WHAT IS BEING ASKED:
All entries should be output exactly as they stand.

[Object location annotation data]
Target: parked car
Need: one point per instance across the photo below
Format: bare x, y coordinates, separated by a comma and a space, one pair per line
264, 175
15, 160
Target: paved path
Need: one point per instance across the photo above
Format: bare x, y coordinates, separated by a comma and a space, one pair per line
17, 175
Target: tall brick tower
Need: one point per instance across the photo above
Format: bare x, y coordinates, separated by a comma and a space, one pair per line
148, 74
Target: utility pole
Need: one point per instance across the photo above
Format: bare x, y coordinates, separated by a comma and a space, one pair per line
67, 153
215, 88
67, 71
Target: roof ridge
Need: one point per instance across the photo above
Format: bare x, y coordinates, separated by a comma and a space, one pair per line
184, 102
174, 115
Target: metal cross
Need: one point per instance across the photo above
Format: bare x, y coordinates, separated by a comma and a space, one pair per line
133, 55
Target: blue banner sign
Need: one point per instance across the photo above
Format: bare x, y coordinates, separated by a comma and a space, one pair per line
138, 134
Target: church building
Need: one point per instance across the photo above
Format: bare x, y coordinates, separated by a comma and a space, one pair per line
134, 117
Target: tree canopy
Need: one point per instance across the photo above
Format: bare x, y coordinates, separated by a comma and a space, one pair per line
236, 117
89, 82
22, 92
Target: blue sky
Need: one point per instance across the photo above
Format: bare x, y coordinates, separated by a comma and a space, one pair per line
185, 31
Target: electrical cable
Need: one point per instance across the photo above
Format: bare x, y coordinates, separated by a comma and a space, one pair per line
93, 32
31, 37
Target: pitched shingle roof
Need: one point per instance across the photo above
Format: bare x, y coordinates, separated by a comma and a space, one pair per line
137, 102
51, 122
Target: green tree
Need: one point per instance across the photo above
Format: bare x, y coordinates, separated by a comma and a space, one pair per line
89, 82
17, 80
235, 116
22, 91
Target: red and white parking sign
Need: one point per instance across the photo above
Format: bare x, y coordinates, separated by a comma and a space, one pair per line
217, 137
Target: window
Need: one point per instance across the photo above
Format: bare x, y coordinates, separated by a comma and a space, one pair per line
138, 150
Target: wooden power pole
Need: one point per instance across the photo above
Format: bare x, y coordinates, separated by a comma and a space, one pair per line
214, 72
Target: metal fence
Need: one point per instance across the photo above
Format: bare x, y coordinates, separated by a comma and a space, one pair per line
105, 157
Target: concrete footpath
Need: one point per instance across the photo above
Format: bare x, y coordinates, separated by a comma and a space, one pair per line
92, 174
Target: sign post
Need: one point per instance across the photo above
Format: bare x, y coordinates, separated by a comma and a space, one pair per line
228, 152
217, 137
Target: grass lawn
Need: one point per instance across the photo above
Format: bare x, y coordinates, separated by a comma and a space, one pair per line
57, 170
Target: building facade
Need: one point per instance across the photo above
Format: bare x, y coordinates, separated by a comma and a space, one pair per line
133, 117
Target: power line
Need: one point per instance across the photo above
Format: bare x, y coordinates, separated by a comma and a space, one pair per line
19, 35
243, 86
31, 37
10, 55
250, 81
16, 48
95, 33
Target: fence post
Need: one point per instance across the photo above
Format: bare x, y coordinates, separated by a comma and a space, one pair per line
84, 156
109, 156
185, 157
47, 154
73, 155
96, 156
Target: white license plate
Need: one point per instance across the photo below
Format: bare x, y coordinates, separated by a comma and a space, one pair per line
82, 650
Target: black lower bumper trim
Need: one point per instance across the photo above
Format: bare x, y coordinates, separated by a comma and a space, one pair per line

THE SOLUTION:
Target: parked car
Need: one point per instance across the photo below
Format: bare x, y coordinates, separated by a comma and a space, one pair per line
264, 175
15, 160
Target: paved path
Need: one point per instance across the photo above
Format: bare x, y coordinates, separated by a comma and a space, one pair per line
17, 175
Target: tall brick tower
Need: one point per instance across the photo above
Format: bare x, y coordinates, separated by a comma and a space, one pair per line
148, 74
Target: utility pole
Need: one point per instance across the photo above
Format: bare x, y coordinates, separated by a comma and a space, one pair per line
67, 153
215, 88
67, 71
Target: roof ridge
Need: one point per instance across the photo above
Format: bare x, y coordinates, separated by a comma and a space, one pair per line
184, 102
174, 115
Target: metal cross
Need: one point per instance across the photo above
Format: bare x, y coordinates, separated by a comma and a space, one pair per line
133, 55
Target: blue banner sign
Need: one point per instance across the photo above
Format: bare x, y coordinates, separated by a comma and a space, one pair per line
138, 134
Target: church building
Need: one point per instance across the photo above
Format: bare x, y coordinates, separated by a comma and a space, one pair per line
134, 117
Target: tree canopy
Need: one point per instance across the photo above
Format: bare x, y coordinates, separated by a comma and a space, one pair per line
236, 117
89, 82
22, 92
Target: blue sky
Need: one point per instance across the photo above
Format: bare x, y coordinates, separated by a comma and a space, one pair per line
185, 31
Target: electrical cable
Need: one point per instance across the photo above
Format: bare x, y coordinates, separated by a comma and a space, one pair per line
93, 32
31, 37
Target: pitched shingle roof
Need: one point per instance across the photo above
Format: bare x, y coordinates, separated by a comma and a space, one pair per line
137, 102
51, 122
Target: green tree
Need: one point per instance across the photo above
Format: bare x, y coordinates, separated by a comma and a space, one pair per line
89, 82
17, 80
235, 116
22, 91
Target: red and white parking sign
Need: one point per instance across the photo above
Format: bare x, y coordinates, separated by a comma and a space, one pair per line
217, 137
Target: window
Need: one point per instance across the photo above
Format: bare x, y coordinates, separated by a comma and a space, one pair per line
138, 150
Target: wooden power pole
Need: one point per instance across the photo above
Format: bare x, y coordinates, separated by a comma and a space, one pair per line
214, 72
Target: metal fence
Need: one point per instance across the photo above
Format: bare x, y coordinates, separated by a comma and a space, one pair per line
105, 157
Target: concrete footpath
Need: one point per instance across the photo above
Format: bare x, y coordinates, separated by a comma and a space, one pair per line
92, 174
Target: sign post
Need: one point per instance across the photo above
Format: bare x, y coordinates, separated by a comma and a space, one pair per line
228, 152
217, 137
Target: grass lawn
Need: one point per instance across the photo above
Format: bare x, y coordinates, separated by a comma and a space, one pair per line
57, 170
Target: building facade
Need: one point per instance across the photo above
Format: bare x, y coordinates, separated by a comma and a space, one pair per line
133, 117
Target: power line
Need: one point per instance across the photo above
Format: bare x, y coordinates, separated by a comma and a space, one pair per line
19, 35
243, 86
31, 37
10, 55
250, 81
16, 48
95, 33
Target: fence post
Need: one point per instance across the photo above
Format: bare x, y coordinates, separated by a comma and a space, one pair per line
84, 156
109, 156
185, 157
47, 154
73, 155
96, 156
Target: white license plate
Need: one point per instance across the photo below
Format: bare x, y coordinates, separated by a comma and a space, one pair per line
82, 650
Target: black lower bumper trim
Need: one point per instance across the photo above
Format: bare x, y coordinates, separated by a comma and a space, one pair per line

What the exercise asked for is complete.